# EXERCISE AIM
Rewrite every one of the lines below, requests included, and offset each coordinate in the answers by adding 57 to it, leaving all other numbers unchanged.
======== STORED ROWS
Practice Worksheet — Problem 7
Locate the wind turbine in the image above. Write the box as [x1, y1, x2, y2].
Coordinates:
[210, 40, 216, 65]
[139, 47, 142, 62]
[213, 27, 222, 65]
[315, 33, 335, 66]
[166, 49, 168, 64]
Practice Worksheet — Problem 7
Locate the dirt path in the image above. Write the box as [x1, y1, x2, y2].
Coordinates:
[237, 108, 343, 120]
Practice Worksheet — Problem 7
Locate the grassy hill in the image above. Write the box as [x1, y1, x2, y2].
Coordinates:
================
# THE OUTPUT
Practice Worksheet — Problem 7
Locate the wind turbine in the image above. Write the box as [x1, y1, x2, y2].
Coordinates:
[267, 97, 273, 122]
[196, 104, 199, 119]
[270, 84, 279, 122]
[372, 90, 392, 123]
[223, 106, 225, 121]
Practice Worksheet — Problem 7
Locate the dirt path in the image above. Write the box as [x1, y1, x2, y2].
Coordinates:
[294, 165, 400, 177]
Practice Worksheet — Problem 7
Locate the grassy hill in the image above. Write the box as [x1, y1, x2, y2].
Coordinates:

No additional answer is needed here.